Start

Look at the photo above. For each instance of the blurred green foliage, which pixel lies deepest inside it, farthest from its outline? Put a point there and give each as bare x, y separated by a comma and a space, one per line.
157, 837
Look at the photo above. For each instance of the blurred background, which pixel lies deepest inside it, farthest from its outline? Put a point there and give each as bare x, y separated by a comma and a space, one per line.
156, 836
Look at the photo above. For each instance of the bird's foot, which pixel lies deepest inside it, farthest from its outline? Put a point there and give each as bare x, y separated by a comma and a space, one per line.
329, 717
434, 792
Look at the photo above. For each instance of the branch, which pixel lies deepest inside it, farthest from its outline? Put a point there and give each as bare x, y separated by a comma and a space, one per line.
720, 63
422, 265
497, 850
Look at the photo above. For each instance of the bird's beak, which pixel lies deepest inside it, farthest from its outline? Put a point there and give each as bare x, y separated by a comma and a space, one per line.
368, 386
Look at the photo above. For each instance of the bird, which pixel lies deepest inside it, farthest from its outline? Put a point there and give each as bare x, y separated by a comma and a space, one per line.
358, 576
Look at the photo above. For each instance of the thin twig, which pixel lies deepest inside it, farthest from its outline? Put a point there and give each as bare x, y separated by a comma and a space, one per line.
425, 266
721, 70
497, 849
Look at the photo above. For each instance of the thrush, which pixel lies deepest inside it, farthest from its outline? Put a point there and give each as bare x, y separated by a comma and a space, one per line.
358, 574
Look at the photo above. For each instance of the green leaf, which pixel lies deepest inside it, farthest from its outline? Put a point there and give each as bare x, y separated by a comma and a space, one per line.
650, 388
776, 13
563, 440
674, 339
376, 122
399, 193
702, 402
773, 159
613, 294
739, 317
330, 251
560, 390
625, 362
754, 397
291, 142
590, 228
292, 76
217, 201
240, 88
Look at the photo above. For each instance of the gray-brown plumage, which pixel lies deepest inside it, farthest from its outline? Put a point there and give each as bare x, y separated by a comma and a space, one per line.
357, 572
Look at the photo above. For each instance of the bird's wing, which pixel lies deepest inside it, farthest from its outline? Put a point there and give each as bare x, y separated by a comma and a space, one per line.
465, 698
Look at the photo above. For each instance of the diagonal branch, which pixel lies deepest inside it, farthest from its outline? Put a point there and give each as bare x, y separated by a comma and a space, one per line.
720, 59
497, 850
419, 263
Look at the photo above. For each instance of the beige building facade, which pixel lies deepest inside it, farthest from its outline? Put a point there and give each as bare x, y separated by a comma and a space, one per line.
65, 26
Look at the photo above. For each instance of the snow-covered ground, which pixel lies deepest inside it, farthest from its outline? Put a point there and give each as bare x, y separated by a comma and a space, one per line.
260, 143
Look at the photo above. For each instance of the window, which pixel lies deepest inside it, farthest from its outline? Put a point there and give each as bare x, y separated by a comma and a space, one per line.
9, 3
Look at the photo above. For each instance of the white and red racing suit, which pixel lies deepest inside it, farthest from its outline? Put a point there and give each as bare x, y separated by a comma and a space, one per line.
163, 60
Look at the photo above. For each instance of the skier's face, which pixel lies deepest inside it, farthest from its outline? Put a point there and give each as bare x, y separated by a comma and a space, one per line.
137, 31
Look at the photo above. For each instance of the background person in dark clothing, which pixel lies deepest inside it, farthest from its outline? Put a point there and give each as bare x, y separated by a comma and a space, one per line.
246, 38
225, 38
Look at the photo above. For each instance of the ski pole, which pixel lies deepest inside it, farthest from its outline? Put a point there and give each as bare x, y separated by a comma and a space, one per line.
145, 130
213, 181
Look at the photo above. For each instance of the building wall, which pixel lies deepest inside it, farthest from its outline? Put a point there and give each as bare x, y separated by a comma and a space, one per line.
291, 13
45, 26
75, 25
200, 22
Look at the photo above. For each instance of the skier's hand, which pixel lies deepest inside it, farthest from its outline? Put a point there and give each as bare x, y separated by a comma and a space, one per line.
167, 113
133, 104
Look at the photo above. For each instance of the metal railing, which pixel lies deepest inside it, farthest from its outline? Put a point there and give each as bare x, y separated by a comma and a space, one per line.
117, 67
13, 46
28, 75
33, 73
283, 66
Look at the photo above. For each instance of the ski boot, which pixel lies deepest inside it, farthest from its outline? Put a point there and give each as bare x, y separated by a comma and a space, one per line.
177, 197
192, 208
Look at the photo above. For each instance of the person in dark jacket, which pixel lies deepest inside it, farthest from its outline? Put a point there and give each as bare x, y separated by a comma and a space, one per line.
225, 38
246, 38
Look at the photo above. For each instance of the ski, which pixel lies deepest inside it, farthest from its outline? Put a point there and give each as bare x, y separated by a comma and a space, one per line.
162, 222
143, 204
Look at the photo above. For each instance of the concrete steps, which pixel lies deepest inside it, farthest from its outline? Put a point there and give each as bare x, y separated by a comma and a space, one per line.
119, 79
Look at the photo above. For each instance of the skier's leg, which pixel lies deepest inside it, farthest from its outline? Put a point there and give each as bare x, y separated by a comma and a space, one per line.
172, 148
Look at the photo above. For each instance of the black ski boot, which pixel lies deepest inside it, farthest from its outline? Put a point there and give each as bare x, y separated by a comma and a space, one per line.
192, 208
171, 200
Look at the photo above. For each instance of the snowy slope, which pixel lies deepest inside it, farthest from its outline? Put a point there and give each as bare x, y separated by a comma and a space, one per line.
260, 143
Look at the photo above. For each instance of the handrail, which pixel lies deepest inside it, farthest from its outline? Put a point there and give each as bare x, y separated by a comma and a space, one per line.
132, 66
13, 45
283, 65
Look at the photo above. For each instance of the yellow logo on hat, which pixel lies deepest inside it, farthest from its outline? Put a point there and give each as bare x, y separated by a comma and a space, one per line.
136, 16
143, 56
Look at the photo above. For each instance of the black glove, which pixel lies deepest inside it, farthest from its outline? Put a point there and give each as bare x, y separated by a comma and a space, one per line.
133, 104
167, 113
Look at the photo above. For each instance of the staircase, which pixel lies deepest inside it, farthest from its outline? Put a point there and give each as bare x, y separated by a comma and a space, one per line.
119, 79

End
Start

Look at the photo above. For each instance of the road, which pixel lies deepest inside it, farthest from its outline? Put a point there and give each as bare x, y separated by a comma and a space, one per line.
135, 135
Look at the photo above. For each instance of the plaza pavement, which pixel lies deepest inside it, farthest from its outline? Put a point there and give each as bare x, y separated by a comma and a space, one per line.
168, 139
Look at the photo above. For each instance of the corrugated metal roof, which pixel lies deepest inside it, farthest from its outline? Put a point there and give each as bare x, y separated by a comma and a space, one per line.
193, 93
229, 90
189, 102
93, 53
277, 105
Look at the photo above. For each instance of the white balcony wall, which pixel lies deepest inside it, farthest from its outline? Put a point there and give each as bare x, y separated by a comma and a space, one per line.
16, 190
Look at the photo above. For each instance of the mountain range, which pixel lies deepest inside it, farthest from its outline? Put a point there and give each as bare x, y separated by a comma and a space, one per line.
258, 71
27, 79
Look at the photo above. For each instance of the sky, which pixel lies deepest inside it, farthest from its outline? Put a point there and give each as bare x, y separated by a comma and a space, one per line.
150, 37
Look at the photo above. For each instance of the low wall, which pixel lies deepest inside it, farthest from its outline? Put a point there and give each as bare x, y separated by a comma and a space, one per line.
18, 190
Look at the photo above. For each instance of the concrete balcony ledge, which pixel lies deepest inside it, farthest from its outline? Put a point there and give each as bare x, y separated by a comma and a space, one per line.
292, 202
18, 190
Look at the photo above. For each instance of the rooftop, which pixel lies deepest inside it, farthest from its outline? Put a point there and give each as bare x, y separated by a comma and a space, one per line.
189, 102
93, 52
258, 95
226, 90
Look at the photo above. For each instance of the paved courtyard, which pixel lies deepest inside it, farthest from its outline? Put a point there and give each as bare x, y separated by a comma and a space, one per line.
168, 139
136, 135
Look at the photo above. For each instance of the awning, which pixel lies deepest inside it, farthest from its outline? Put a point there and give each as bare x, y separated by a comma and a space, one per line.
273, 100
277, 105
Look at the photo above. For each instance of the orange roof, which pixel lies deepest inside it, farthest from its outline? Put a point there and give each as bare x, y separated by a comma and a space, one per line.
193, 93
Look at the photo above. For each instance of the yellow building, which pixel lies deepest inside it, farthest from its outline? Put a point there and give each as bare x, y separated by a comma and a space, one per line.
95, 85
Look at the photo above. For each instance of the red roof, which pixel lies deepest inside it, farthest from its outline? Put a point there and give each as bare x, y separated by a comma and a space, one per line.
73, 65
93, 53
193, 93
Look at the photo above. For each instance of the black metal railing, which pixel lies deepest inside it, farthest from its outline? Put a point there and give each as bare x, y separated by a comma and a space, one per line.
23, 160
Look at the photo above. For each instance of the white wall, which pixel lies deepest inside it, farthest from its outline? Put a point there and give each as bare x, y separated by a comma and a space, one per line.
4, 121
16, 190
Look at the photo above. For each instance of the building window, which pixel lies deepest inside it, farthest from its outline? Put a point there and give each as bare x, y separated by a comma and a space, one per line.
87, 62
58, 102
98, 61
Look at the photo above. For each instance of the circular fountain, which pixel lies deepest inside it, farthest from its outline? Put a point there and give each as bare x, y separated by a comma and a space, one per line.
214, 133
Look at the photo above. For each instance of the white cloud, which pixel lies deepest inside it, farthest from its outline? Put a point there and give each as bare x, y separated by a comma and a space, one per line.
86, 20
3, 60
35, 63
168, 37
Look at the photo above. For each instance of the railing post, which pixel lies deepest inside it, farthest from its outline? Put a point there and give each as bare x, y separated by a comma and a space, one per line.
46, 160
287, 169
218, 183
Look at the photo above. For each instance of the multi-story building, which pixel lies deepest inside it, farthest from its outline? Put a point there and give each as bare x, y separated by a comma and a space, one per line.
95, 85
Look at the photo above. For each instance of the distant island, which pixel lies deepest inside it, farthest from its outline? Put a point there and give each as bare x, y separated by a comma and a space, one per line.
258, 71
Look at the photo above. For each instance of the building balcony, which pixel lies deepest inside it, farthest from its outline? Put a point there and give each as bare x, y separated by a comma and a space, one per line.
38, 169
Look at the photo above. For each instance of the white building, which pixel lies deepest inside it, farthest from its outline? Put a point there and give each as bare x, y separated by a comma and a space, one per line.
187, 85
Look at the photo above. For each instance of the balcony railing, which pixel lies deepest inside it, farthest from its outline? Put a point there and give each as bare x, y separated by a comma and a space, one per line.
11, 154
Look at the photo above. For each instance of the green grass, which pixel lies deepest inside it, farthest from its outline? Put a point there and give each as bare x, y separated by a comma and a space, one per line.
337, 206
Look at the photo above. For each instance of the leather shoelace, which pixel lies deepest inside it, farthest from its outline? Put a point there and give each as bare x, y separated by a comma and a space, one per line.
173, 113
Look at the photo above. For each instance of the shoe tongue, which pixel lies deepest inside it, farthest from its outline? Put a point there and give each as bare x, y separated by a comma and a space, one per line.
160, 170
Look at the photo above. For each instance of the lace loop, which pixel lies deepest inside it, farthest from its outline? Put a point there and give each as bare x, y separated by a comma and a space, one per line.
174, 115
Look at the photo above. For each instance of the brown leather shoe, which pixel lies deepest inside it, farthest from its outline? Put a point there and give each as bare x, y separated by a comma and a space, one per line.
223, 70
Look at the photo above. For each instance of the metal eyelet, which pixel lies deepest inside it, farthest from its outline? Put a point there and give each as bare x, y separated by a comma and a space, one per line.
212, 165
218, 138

End
Start

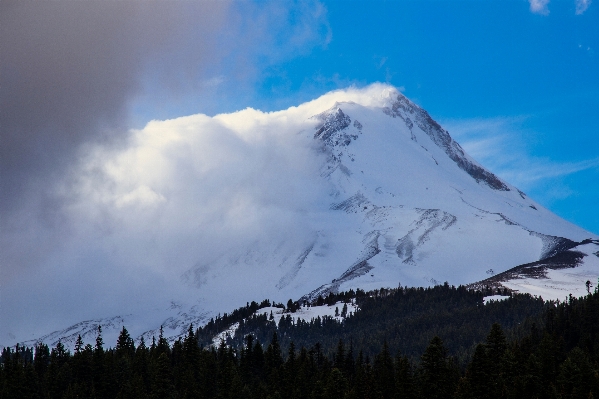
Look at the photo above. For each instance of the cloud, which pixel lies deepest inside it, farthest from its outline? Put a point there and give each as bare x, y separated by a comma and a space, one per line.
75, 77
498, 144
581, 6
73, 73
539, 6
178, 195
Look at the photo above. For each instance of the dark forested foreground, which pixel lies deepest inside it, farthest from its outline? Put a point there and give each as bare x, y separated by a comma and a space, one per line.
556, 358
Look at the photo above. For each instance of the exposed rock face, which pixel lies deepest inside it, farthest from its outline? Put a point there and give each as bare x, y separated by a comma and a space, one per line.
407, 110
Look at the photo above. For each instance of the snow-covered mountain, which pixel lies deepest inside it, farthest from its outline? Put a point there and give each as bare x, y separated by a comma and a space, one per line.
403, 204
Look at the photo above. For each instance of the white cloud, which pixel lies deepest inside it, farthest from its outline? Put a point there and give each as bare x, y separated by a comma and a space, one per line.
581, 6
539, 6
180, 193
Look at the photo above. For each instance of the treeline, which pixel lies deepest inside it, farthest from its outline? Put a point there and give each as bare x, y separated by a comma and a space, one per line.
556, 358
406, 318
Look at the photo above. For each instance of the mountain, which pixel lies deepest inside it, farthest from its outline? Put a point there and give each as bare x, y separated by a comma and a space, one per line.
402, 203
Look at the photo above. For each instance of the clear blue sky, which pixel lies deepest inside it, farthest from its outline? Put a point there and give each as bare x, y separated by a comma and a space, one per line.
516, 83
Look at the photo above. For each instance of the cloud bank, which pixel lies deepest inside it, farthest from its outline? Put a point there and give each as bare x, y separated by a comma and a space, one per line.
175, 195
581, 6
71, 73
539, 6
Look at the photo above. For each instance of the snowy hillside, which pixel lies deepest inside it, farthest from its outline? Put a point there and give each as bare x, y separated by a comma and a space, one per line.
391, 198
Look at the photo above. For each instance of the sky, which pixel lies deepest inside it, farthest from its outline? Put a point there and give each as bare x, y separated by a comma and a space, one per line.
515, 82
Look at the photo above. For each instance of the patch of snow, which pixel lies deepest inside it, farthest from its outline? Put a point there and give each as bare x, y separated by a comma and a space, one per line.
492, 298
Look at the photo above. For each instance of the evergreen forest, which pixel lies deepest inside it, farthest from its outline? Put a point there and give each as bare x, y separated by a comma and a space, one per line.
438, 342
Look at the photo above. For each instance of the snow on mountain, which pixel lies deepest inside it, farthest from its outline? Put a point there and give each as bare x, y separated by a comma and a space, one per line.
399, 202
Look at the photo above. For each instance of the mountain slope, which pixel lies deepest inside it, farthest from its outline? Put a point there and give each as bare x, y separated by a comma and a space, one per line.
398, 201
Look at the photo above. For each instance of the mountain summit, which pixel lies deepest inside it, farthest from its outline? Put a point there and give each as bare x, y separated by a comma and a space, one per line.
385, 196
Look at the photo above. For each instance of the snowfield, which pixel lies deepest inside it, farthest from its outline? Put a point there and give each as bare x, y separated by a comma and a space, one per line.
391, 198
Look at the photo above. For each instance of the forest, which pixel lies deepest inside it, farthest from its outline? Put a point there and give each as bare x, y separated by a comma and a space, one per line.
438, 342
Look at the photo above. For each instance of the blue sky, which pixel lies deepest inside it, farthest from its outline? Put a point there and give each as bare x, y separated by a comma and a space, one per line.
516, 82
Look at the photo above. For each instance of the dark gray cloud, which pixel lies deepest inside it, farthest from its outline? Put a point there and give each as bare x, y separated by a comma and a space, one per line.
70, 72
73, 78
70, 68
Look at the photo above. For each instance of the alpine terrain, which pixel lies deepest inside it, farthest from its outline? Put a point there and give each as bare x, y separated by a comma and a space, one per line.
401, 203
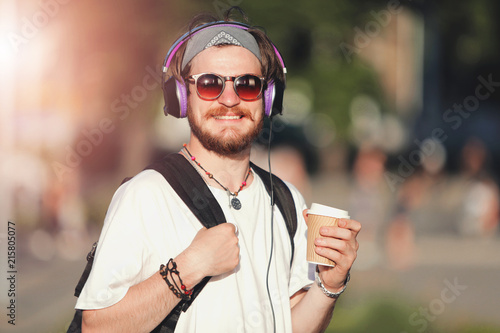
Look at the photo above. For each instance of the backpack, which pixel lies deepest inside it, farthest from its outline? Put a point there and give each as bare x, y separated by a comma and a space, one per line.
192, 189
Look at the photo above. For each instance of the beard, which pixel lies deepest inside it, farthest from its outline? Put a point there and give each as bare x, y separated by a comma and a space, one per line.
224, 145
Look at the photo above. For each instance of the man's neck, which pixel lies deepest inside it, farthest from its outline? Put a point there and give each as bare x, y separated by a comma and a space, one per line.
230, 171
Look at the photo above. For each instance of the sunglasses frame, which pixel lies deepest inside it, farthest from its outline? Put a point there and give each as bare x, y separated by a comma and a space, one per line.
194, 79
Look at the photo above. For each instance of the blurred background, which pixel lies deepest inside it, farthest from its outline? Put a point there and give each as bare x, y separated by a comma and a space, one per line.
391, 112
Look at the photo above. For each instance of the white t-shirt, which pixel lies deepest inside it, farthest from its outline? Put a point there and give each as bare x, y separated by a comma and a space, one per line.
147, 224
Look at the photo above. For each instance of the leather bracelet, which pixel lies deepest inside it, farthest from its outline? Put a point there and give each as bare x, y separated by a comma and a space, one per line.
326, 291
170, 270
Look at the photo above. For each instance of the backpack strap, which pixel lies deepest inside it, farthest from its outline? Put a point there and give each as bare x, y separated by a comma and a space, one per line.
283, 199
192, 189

End

*WORK TO COMPLETE:*
Count the lines in the records that contain the word "concrete". Give only the number.

*THE RESULT:*
2